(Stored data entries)
★ ★ ★

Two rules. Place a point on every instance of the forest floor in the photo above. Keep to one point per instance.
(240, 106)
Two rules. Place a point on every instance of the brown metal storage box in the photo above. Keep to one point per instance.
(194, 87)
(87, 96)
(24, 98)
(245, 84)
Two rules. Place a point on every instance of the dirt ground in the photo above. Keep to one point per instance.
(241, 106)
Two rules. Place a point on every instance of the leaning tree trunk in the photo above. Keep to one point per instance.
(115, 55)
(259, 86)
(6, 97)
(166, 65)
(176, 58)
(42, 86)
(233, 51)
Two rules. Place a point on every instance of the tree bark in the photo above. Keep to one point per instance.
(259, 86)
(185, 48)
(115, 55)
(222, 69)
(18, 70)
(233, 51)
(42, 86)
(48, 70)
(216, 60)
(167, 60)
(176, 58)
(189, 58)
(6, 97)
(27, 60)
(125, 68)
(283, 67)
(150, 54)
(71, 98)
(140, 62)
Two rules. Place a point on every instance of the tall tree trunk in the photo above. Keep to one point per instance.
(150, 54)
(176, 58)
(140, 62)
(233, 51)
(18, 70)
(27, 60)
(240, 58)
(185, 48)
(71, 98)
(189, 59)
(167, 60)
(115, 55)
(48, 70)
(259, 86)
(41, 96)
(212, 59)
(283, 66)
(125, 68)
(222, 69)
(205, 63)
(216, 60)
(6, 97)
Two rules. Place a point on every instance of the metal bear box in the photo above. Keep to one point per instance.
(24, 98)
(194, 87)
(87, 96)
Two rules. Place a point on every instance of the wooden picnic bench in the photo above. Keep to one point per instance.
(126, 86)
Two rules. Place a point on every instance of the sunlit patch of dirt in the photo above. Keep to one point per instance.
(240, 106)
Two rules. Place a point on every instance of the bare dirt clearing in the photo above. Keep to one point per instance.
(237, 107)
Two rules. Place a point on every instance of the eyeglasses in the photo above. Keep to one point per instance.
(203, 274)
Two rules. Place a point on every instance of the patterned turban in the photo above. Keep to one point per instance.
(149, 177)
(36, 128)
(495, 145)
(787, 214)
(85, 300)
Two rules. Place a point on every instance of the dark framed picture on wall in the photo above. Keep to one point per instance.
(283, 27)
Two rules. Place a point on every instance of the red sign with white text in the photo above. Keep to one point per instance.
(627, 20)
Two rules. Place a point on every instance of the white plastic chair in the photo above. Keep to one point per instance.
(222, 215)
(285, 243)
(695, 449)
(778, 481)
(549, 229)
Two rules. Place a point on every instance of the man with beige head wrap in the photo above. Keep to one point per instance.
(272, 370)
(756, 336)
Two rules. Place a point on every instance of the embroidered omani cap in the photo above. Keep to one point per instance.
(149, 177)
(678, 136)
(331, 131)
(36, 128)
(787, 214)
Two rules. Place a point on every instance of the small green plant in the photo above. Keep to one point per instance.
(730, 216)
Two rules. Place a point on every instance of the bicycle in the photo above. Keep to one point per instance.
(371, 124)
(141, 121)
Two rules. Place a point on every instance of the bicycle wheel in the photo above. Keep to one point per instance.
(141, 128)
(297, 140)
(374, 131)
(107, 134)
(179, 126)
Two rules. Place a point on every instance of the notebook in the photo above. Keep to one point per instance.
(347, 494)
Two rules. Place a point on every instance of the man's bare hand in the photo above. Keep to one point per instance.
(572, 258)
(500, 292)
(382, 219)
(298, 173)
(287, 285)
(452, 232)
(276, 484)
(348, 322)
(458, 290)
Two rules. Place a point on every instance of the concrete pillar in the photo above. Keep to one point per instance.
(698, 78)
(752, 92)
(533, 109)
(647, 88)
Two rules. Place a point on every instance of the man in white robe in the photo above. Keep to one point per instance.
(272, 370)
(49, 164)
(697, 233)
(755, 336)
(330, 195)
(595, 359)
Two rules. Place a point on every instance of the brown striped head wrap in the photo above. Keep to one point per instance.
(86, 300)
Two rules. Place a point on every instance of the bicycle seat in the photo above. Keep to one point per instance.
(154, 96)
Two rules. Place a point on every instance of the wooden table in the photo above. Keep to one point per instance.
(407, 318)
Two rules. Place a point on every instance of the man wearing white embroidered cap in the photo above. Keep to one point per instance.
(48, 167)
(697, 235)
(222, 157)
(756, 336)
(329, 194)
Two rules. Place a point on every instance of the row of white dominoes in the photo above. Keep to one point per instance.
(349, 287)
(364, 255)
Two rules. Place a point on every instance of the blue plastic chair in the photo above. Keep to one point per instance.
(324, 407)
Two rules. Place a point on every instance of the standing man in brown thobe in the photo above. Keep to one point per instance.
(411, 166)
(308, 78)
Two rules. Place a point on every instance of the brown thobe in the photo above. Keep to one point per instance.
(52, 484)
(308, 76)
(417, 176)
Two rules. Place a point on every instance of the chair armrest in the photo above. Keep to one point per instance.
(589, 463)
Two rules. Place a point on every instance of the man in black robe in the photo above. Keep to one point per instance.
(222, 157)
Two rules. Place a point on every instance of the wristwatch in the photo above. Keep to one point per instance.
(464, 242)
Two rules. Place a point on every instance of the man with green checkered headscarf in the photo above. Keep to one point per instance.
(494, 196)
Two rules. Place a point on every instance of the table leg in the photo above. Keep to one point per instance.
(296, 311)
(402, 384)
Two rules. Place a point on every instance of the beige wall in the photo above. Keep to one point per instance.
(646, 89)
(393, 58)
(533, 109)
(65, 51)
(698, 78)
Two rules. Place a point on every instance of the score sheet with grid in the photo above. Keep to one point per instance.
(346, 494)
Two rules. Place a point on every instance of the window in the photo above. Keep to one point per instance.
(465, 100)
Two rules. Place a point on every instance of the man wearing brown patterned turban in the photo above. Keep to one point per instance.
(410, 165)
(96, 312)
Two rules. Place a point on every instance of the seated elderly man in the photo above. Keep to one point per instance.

★ ★ ★

WORK TO BE COMPLETED
Pull out each record as written and restate it exactly.

REPLY
Two rules. Place a point on every instance of the forest floor in the photo above. Keep to one point per instance.
(240, 106)
Two rules. Place a point on every instance of the brown metal storage box in the photo above. Keep to one point per instance.
(194, 87)
(87, 96)
(24, 98)
(245, 84)
Two rules. Place a point on every instance of the dirt ground in the photo above. Keep to one point per instance.
(241, 106)
Two rules. Place a point on every instance of the leaning tree trunk in the photo above. Keep to one point per instance.
(115, 55)
(259, 86)
(6, 97)
(166, 65)
(176, 58)
(42, 86)
(233, 51)
Two rules. Place a point on every instance of the tree bark in the photo above. Keep to one point per instance.
(259, 86)
(185, 48)
(115, 55)
(222, 69)
(18, 70)
(233, 51)
(42, 86)
(48, 70)
(216, 60)
(167, 60)
(176, 58)
(189, 58)
(6, 97)
(27, 60)
(125, 68)
(283, 67)
(150, 54)
(71, 98)
(140, 62)
Two rules. Place a point on every instance of the tall tree trunk in the photo above. Keep to one point per instance.
(150, 54)
(176, 58)
(140, 62)
(233, 51)
(18, 70)
(27, 60)
(240, 58)
(185, 48)
(71, 98)
(189, 59)
(167, 60)
(115, 55)
(48, 70)
(259, 86)
(41, 96)
(212, 59)
(283, 66)
(125, 68)
(222, 69)
(205, 63)
(216, 60)
(6, 97)
Two rules. Place a point on every instance of the metal bear box in the photo above. Keep to one point per instance.
(24, 98)
(194, 87)
(87, 96)
Two rules. Place a point on every instance of the wooden picnic bench in the photo above. Keep to one point per instance.
(126, 86)
Two rules. Place a point on every instance of the sunlit patch of dirt in the photo above. Keep to one point per instance.
(240, 106)
Two rules. Place a point on every instance of the bare dirt clearing in the photo above. Keep to one point per instance.
(237, 107)
Two rules. Place a point on every instance of the eyeglasses in the photo above. Keep to one point per instance.
(203, 274)
Two rules. Place a point on every instance of the patterned turban in the photo above. Keep to one point per instance.
(149, 177)
(36, 128)
(495, 145)
(787, 214)
(85, 300)
Two rules. Place a point on every instance of the dark framed picture on wall in the photo above. Keep to one point per instance.
(283, 27)
Two rules. Place a point on every instance of the red sign with white text in the photo above. Keep to one point per instance.
(627, 20)
Two rules. Place a point on every instance of the white plastic chair in the photo above. Keep to one point per instance.
(222, 215)
(285, 243)
(695, 449)
(778, 481)
(549, 229)
Two rules. Place a point on every instance of the man with beige head wrap in the photo above. Keep to one point per instance.
(272, 370)
(756, 336)
Two rules. Place a point on every instance of the embroidered omani cap in the photo above. Keep to one point per instance.
(149, 177)
(678, 136)
(331, 131)
(36, 128)
(787, 214)
Two rules. Place a point on every instance of the small green plant in the photo above. Keep to one point per instance.
(730, 216)
Two rules. Place a point on every instance of the bicycle in the photo above. Keep to one point per instance.
(371, 124)
(141, 121)
Two rules. Place a point on every instance of the bicycle wheel in the photo above. Keep to one point per instance.
(141, 128)
(297, 140)
(374, 131)
(107, 134)
(179, 126)
Two rules. Place a point on every instance of the notebook in the photo above. Keep to one point per instance.
(347, 494)
Two rules. Place a point on every instance of the man's bare hand in the photo above. Keep to one point per instance.
(572, 258)
(500, 292)
(382, 219)
(298, 173)
(287, 285)
(452, 232)
(276, 484)
(348, 322)
(458, 290)
Two rules. Place a point on every instance of the concrete pillar in the photo above. Keep to one point per instance.
(698, 78)
(752, 92)
(533, 109)
(647, 88)
Two rules. Place a point on every instance of the man in white robe in the photo above. Keep to one point per instance.
(272, 370)
(49, 164)
(697, 233)
(755, 336)
(330, 195)
(595, 359)
Two rules. Place a point on every instance of the brown striped head wrap in the photo above. Keep to one point per instance.
(86, 300)
Two rules. Place a point on every instance of the bicycle seat in the photo above. Keep to one point per instance.
(154, 96)
Two rules. Place a point on every instance of the wooden table in the photo above. Keep to one point per instance.
(407, 318)
Two rules. Place a point on every instance of the man wearing white embroidered cap in the photo above. Keep to one point per instance.
(48, 167)
(697, 235)
(222, 157)
(756, 336)
(329, 194)
Two rules. Place a point on every instance of the row of white dominoes in the photo above. Keep to one point per instance.
(349, 287)
(364, 255)
Two rules. Place a point on every instance of the blue plastic chair in the photo above. Keep to one point per instance.
(324, 407)
Two rules. Place a point on every instance of the standing man in brown thobe in the photo above. Keep to one point per instance.
(411, 166)
(308, 78)
Two rules. Place a point on every instance of the brown thobe in the photo above. Keep to one point per instance.
(52, 484)
(308, 76)
(417, 176)
Two rules. Place a point on every instance of the chair armrest in the photo above. Keep to one point per instance.
(589, 463)
Two rules. Place a point on every instance of the man in black robe in the photo above. Keep to one point per instance.
(222, 157)
Two rules. Place a point on every instance of the wristwatch in the photo above. Keep to one point per instance.
(464, 242)
Two rules. Place a point on every instance of the man with green checkered headscarf in the photo above. Keep to one point per instance.
(494, 196)
Two rules. Place a point on every instance of the table leg in the photo above. Keep to one point per instance.
(296, 311)
(402, 384)
Two rules. Place a point on every instance of the beige wall in the photo above. Keep to one point per instance.
(646, 89)
(393, 58)
(533, 109)
(65, 51)
(698, 78)
Two rules. Place a point on every instance of the score sheet with grid in the photo above. Keep to one point per instance.
(346, 494)
Two rules. Place a point on every instance of the window in the photo above. Keep to one point per instance.
(465, 100)
Two rules. Place a point on every instance of the man wearing brown patterned turban in the photo above. Keep to one point per instance.
(410, 165)
(96, 312)
Two rules. Place a point on every instance of the seated elderly man in the photo above. Keep to one point per instance.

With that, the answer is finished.